**Directions for this task**
Please count the lines in the records below that contain the word "mirror", and reply with that number alone.

**Records from a pointing dataset**

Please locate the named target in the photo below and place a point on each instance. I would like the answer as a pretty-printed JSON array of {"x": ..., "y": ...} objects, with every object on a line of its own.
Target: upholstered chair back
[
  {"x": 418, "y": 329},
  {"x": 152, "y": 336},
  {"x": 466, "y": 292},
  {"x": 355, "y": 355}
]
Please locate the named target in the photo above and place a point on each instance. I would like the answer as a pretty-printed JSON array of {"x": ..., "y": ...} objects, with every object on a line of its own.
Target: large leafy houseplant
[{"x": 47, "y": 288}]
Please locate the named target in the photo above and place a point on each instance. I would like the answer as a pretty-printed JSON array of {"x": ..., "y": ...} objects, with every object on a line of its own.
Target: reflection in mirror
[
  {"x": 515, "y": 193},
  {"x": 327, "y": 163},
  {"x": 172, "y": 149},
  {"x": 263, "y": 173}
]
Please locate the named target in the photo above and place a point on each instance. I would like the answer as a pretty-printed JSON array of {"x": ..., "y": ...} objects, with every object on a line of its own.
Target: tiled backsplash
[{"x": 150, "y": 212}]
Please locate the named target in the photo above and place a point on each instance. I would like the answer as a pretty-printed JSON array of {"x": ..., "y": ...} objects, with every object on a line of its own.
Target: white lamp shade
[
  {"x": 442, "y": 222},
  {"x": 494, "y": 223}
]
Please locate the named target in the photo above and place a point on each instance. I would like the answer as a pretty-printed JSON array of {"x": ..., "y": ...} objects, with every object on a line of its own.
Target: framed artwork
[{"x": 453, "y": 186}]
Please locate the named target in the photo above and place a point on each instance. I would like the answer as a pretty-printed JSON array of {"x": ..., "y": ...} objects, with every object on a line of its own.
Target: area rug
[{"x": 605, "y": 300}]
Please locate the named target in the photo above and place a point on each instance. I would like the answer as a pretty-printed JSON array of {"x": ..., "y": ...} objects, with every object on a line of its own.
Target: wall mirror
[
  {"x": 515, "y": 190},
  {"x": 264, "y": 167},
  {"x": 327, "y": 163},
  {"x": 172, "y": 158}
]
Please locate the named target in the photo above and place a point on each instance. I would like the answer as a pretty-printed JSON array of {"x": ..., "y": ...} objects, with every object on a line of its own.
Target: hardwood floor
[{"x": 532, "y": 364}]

**Correct output**
2